(Data excerpts)
--- START ---

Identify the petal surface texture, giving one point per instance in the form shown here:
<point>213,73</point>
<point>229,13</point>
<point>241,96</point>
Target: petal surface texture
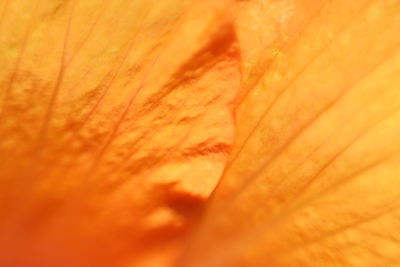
<point>313,179</point>
<point>116,123</point>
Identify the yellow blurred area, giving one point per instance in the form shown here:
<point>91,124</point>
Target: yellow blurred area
<point>119,119</point>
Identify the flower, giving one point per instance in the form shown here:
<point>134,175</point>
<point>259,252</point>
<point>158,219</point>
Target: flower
<point>118,119</point>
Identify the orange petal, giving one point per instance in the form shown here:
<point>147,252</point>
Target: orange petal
<point>313,179</point>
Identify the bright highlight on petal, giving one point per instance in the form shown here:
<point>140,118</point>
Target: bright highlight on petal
<point>199,133</point>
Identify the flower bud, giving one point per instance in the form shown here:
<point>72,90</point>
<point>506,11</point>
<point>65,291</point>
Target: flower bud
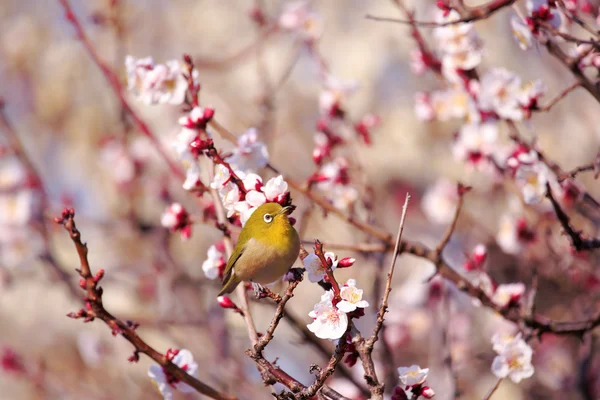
<point>346,262</point>
<point>479,254</point>
<point>209,112</point>
<point>427,392</point>
<point>226,302</point>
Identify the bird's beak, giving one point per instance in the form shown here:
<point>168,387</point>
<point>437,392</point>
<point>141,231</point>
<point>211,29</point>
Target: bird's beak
<point>287,210</point>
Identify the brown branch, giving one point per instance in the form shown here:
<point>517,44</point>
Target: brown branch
<point>461,190</point>
<point>388,283</point>
<point>323,375</point>
<point>320,346</point>
<point>327,267</point>
<point>493,390</point>
<point>365,347</point>
<point>115,84</point>
<point>469,14</point>
<point>578,242</point>
<point>95,309</point>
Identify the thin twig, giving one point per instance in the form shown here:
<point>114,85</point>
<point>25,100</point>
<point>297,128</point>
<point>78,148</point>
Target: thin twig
<point>470,15</point>
<point>491,392</point>
<point>388,283</point>
<point>578,242</point>
<point>95,309</point>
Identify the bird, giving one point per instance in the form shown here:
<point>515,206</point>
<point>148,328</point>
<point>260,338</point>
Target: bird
<point>266,249</point>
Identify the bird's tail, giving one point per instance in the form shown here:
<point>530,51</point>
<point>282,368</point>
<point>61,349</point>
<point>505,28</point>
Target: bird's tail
<point>229,285</point>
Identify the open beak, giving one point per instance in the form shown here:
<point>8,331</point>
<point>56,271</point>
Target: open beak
<point>287,210</point>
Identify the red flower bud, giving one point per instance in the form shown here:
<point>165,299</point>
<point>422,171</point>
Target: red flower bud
<point>427,392</point>
<point>209,112</point>
<point>346,262</point>
<point>226,302</point>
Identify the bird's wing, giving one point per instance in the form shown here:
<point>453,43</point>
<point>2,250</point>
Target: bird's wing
<point>228,273</point>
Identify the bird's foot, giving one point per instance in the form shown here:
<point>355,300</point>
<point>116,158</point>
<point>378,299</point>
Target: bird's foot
<point>258,290</point>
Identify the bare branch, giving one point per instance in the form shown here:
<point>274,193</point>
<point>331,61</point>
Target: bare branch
<point>95,309</point>
<point>470,14</point>
<point>388,283</point>
<point>578,242</point>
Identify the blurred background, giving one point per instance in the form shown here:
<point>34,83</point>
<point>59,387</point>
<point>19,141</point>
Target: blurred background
<point>73,131</point>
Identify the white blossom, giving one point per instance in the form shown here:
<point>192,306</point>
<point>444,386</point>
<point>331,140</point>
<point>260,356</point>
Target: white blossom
<point>329,322</point>
<point>351,297</point>
<point>214,262</point>
<point>185,360</point>
<point>413,375</point>
<point>156,83</point>
<point>508,235</point>
<point>521,32</point>
<point>181,144</point>
<point>275,188</point>
<point>192,176</point>
<point>532,180</point>
<point>499,92</point>
<point>541,5</point>
<point>475,141</point>
<point>460,46</point>
<point>250,153</point>
<point>314,268</point>
<point>514,358</point>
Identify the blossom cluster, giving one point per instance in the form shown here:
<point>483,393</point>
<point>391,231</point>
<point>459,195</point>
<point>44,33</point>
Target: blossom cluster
<point>513,359</point>
<point>413,384</point>
<point>167,383</point>
<point>330,315</point>
<point>156,83</point>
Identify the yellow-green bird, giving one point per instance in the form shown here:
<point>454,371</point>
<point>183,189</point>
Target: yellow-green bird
<point>266,249</point>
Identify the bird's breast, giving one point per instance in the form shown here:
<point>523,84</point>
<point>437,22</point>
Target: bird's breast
<point>263,263</point>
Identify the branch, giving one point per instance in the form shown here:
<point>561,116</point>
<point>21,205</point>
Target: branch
<point>115,84</point>
<point>493,390</point>
<point>388,283</point>
<point>460,190</point>
<point>95,309</point>
<point>578,242</point>
<point>470,14</point>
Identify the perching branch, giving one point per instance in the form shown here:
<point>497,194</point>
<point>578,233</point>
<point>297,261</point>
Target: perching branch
<point>388,283</point>
<point>578,242</point>
<point>468,14</point>
<point>95,310</point>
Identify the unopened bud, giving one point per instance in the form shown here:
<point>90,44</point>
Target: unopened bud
<point>209,112</point>
<point>226,302</point>
<point>479,254</point>
<point>427,392</point>
<point>99,275</point>
<point>346,262</point>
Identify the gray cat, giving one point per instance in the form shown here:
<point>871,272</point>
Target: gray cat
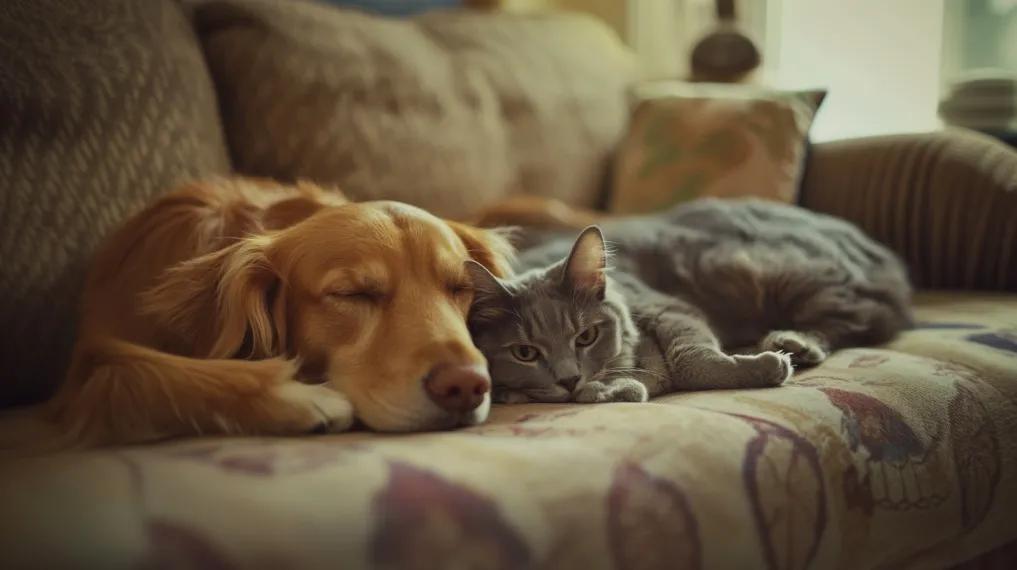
<point>686,287</point>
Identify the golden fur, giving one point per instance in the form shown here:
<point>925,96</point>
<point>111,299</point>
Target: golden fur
<point>214,309</point>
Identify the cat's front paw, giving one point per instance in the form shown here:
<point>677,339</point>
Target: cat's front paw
<point>766,368</point>
<point>804,350</point>
<point>617,390</point>
<point>509,396</point>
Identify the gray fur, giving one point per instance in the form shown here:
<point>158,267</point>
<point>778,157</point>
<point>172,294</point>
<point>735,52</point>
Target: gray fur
<point>688,286</point>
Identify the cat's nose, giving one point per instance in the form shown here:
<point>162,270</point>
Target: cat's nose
<point>570,383</point>
<point>458,388</point>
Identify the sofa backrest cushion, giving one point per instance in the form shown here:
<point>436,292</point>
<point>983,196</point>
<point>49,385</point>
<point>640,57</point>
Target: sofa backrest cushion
<point>103,105</point>
<point>450,110</point>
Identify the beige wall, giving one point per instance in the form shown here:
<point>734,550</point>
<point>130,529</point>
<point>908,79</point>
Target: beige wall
<point>611,11</point>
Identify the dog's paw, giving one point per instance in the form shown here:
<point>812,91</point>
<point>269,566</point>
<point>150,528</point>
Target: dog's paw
<point>766,368</point>
<point>316,409</point>
<point>804,350</point>
<point>617,390</point>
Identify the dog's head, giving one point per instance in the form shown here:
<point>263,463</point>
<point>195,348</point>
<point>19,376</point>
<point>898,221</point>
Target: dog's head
<point>371,297</point>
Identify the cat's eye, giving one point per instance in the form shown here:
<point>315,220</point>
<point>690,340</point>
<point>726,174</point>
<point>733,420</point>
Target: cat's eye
<point>525,352</point>
<point>588,337</point>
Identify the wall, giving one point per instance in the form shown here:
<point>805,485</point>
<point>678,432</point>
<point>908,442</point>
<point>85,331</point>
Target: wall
<point>879,59</point>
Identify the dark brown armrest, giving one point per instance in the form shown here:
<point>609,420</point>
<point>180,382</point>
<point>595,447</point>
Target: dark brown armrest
<point>946,202</point>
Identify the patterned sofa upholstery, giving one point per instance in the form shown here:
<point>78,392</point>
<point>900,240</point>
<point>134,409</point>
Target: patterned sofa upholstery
<point>901,456</point>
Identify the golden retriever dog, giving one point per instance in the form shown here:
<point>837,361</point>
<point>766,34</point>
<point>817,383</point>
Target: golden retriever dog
<point>241,306</point>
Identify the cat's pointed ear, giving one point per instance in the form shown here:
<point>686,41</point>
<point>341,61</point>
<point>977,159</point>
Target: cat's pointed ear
<point>584,270</point>
<point>490,298</point>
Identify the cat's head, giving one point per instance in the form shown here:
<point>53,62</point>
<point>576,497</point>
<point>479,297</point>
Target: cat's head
<point>554,327</point>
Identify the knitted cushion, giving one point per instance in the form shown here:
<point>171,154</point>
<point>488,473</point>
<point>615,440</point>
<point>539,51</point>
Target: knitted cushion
<point>103,105</point>
<point>449,111</point>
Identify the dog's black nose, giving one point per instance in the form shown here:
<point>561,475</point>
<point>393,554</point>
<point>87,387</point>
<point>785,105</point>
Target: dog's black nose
<point>570,383</point>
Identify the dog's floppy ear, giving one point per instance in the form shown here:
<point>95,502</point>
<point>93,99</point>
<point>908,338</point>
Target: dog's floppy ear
<point>220,301</point>
<point>489,247</point>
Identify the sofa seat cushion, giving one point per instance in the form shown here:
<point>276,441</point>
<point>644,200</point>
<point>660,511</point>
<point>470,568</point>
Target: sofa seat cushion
<point>899,456</point>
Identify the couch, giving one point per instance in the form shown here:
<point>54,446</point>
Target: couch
<point>902,455</point>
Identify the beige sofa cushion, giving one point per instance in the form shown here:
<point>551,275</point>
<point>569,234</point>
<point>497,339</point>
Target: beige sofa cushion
<point>449,111</point>
<point>101,108</point>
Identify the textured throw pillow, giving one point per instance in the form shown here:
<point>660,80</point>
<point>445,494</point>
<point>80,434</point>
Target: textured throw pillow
<point>690,140</point>
<point>450,111</point>
<point>103,105</point>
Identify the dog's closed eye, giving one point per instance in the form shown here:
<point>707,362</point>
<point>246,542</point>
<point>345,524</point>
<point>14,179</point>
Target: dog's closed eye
<point>356,295</point>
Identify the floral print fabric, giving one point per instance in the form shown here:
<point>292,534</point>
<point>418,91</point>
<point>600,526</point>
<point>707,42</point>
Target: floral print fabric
<point>899,456</point>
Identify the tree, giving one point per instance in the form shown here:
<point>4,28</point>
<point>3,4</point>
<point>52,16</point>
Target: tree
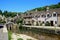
<point>0,12</point>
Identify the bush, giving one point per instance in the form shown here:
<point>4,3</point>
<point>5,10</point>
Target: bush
<point>47,24</point>
<point>19,39</point>
<point>9,35</point>
<point>29,39</point>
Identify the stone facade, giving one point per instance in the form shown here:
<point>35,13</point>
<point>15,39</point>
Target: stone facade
<point>41,17</point>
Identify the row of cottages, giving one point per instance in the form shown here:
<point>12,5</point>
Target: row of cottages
<point>42,17</point>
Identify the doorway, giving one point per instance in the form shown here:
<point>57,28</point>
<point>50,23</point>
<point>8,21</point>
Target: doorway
<point>51,23</point>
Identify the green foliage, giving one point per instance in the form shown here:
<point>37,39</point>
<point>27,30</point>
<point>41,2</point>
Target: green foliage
<point>9,35</point>
<point>41,24</point>
<point>19,21</point>
<point>44,8</point>
<point>29,39</point>
<point>9,14</point>
<point>47,24</point>
<point>19,39</point>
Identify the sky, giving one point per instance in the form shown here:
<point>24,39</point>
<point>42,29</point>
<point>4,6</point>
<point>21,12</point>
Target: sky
<point>24,5</point>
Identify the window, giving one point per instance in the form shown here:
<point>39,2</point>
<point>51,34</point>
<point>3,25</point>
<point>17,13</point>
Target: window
<point>49,15</point>
<point>42,15</point>
<point>54,15</point>
<point>55,22</point>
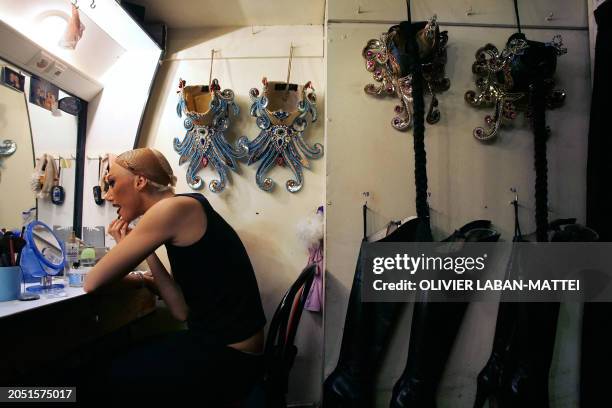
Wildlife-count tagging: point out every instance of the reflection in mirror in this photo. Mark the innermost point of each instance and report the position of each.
(43, 257)
(16, 168)
(49, 247)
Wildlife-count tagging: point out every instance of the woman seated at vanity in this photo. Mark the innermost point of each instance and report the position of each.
(212, 286)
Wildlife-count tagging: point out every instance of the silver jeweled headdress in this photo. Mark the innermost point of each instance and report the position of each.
(381, 57)
(496, 86)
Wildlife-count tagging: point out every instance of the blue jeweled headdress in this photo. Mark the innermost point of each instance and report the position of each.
(282, 112)
(207, 110)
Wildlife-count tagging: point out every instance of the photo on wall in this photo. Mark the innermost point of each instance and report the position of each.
(43, 93)
(13, 79)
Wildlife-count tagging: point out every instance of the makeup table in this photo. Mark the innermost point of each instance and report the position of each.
(35, 334)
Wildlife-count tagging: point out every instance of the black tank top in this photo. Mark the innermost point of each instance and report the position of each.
(218, 282)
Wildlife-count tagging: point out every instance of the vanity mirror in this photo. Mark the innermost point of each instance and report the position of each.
(43, 161)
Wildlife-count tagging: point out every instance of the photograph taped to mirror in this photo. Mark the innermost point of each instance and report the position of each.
(43, 93)
(13, 79)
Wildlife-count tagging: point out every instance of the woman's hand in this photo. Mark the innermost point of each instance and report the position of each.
(118, 229)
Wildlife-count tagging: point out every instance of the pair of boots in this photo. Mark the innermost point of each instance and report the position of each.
(368, 328)
(516, 374)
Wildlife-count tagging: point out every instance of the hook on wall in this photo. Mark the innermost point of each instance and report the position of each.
(515, 191)
(365, 194)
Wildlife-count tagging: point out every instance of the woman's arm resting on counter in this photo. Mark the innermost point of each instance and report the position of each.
(156, 227)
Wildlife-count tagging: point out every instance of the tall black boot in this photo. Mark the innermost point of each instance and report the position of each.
(433, 331)
(367, 330)
(536, 334)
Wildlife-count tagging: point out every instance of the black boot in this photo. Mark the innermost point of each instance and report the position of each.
(367, 330)
(433, 330)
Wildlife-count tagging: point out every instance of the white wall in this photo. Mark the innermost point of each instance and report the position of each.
(55, 134)
(266, 222)
(467, 180)
(15, 193)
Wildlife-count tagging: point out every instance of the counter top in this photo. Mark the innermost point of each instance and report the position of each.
(17, 306)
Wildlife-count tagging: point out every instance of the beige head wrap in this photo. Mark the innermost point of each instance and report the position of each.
(148, 163)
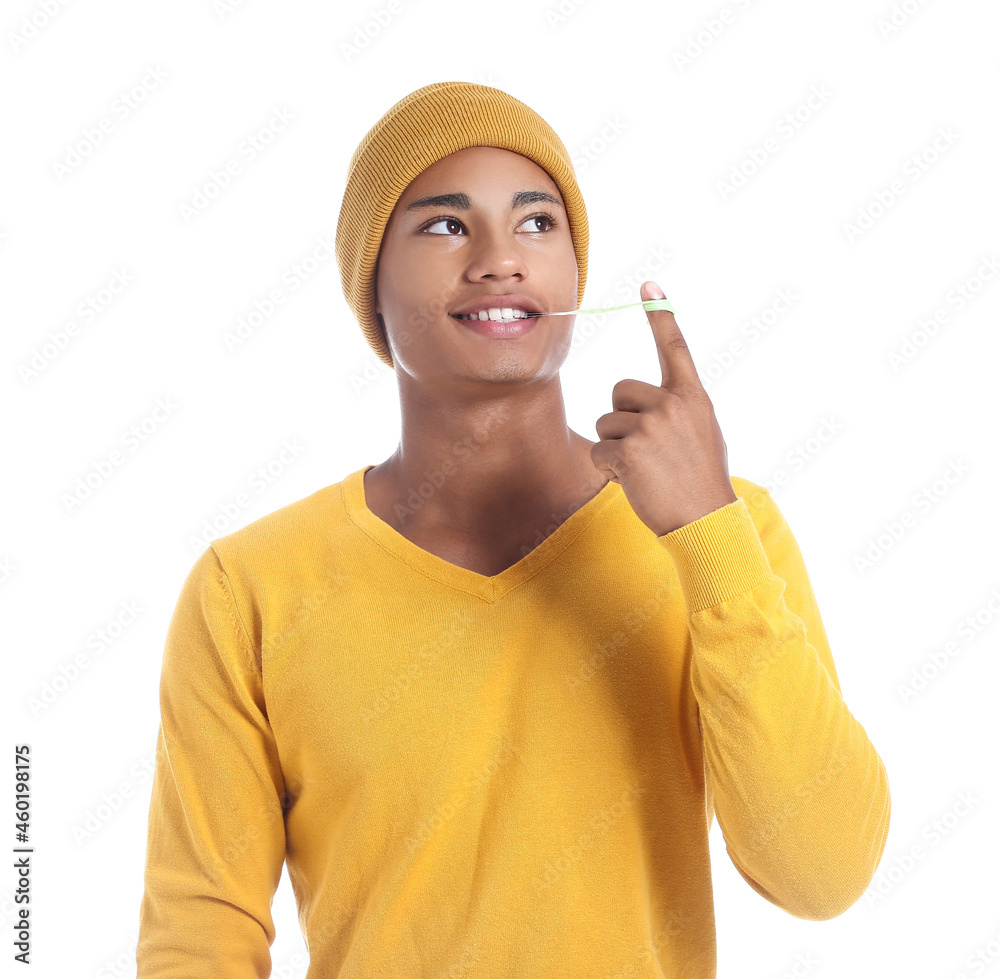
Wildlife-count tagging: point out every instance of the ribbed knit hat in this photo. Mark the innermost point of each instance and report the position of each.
(422, 128)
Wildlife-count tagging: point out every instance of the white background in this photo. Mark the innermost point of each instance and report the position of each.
(653, 140)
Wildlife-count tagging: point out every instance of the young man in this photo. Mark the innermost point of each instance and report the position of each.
(486, 697)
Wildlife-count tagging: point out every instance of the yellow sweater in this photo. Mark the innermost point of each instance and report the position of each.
(505, 776)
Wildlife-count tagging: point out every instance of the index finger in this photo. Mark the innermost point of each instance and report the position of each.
(676, 363)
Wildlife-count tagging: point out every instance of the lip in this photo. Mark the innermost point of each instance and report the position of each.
(516, 300)
(500, 330)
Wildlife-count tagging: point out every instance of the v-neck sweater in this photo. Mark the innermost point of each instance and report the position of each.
(508, 775)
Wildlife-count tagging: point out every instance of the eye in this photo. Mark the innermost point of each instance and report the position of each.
(544, 218)
(449, 222)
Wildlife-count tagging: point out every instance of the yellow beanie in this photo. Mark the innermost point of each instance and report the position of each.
(422, 128)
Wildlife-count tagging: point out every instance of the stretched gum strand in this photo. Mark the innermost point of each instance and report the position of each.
(649, 304)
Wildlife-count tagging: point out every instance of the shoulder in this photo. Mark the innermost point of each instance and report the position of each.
(293, 536)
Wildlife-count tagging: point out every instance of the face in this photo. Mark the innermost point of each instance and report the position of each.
(441, 257)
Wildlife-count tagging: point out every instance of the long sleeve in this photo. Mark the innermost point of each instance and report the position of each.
(216, 836)
(800, 793)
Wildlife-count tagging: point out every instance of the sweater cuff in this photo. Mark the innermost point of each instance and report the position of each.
(717, 556)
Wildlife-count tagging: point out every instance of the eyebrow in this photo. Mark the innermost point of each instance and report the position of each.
(461, 202)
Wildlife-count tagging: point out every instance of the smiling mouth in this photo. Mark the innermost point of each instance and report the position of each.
(504, 314)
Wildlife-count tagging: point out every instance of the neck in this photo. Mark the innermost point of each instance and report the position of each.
(485, 461)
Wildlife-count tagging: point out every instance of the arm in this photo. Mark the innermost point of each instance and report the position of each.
(216, 839)
(800, 792)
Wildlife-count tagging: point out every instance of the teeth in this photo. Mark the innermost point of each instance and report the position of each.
(496, 313)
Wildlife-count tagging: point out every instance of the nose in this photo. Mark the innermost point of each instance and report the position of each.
(496, 255)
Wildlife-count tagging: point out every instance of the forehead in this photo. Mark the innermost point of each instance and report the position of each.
(480, 167)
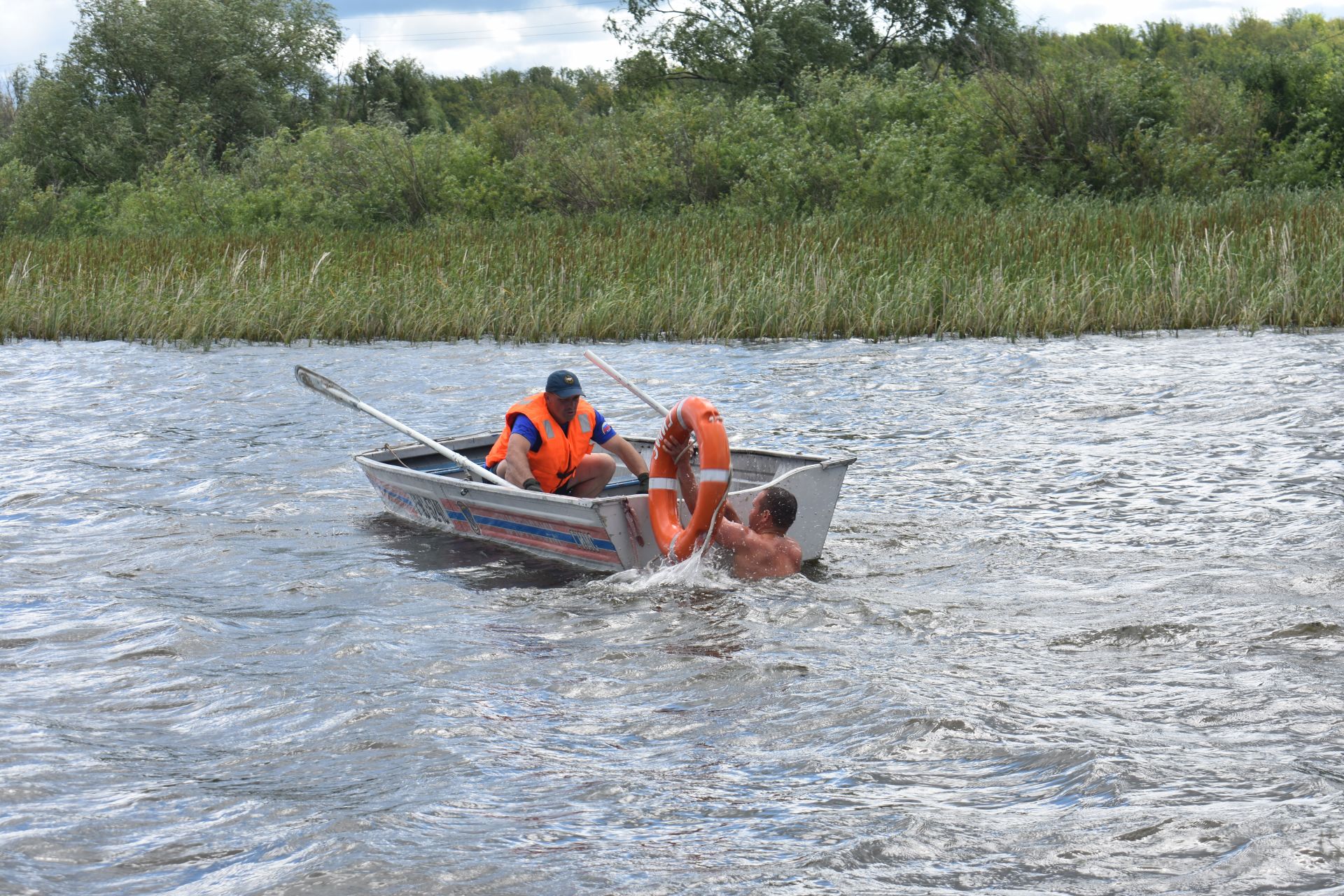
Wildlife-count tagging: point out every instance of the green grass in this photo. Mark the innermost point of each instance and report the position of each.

--- END ---

PROBLEM DETAILS ▸
Word for word, repeat the lines above from the one with "Identify the unopened" through the one with "<point>640,57</point>", and nothing beyond them. Omit the pictures.

RESULT BELOW ▸
Identify the unopened bud, giving one point per instance in the form shown here:
<point>90,44</point>
Target: unopened bud
<point>209,112</point>
<point>226,302</point>
<point>479,254</point>
<point>427,392</point>
<point>99,275</point>
<point>346,262</point>
Identify the gray cat, giving one point per instance in the form shown here:
<point>871,272</point>
Target: gray cat
<point>686,287</point>
Identify the golden fur, giving one point per instance in the form shown here:
<point>925,96</point>
<point>111,299</point>
Target: golden fur
<point>214,309</point>
Identify the cat's front paw, giving one point per instance in the form shown here:
<point>677,339</point>
Target: cat's front paw
<point>766,368</point>
<point>804,350</point>
<point>617,390</point>
<point>509,396</point>
Identify the gray fur, giving one point per instance in the form shown here:
<point>158,267</point>
<point>778,157</point>
<point>172,294</point>
<point>735,52</point>
Target: gray fur
<point>688,286</point>
Identify the cat's nose, giving one point per instance in the form shown here:
<point>162,270</point>
Target: cat's nose
<point>570,383</point>
<point>458,388</point>
Identify the sofa backrest cushion, giving one point per instance in the form shown here:
<point>436,292</point>
<point>983,196</point>
<point>49,385</point>
<point>640,57</point>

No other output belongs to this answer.